> REQUEST
Reproduce only the lines from the one containing "One marker belongs on each instance of the pelican head." up to and including the one containing "One marker belongs on each instance of the blurred", changing every "marker" to "pin" and leaving everything else unchanged.

> RAW RECORDS

□ □ □ □

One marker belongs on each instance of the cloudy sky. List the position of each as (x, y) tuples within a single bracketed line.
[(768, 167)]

□ □ □ □

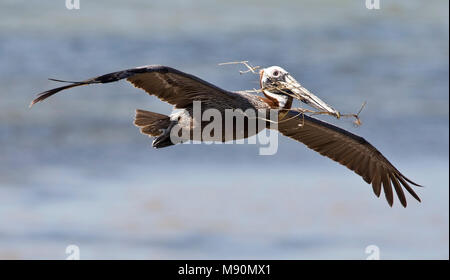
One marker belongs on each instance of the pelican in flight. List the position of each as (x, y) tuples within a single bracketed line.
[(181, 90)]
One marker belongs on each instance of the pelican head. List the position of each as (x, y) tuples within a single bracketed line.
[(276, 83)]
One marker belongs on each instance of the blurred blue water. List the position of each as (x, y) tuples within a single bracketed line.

□ □ □ □

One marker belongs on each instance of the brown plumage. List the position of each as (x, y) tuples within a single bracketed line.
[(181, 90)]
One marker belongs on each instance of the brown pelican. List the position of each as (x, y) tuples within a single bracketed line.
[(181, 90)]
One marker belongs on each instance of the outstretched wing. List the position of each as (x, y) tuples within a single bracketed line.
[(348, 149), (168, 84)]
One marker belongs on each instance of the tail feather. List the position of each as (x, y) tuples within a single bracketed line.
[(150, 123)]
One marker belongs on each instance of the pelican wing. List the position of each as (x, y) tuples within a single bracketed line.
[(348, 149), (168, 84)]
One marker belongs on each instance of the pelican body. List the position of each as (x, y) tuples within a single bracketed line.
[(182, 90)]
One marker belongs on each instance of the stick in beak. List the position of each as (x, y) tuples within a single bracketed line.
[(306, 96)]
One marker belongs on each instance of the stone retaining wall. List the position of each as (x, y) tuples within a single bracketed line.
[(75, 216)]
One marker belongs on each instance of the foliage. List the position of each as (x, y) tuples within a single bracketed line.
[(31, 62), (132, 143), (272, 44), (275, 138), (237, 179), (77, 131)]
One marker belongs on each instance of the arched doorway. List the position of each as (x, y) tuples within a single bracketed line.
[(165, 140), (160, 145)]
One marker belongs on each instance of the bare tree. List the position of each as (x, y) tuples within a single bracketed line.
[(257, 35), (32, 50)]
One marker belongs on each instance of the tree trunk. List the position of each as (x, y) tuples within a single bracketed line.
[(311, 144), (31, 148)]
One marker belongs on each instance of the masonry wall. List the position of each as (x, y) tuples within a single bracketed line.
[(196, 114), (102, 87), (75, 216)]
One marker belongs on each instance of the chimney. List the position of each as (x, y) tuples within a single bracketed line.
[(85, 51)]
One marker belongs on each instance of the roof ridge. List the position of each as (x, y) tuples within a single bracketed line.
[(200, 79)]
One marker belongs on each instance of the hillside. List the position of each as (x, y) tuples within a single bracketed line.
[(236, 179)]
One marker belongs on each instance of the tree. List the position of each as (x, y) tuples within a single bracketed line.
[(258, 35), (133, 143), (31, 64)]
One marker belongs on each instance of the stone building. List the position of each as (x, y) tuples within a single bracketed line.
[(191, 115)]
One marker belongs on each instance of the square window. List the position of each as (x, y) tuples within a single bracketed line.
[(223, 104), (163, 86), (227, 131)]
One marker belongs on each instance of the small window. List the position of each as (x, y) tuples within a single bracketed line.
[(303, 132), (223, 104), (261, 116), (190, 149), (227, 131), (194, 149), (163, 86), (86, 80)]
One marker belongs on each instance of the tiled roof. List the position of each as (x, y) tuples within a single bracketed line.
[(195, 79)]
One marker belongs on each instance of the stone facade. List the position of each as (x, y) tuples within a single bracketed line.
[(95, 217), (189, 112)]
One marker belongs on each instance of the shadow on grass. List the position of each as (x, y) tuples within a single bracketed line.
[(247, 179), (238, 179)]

□ □ □ □

> RESPONSE TO THE TASK
One pin belongs on each instance of the pelican head. List the position of each as (x, y) tuples within a single bracketed line.
[(276, 83)]
One pin belongs on each instance of the blurred blue water. List the position of each as (x, y) tuples within a single bracketed line.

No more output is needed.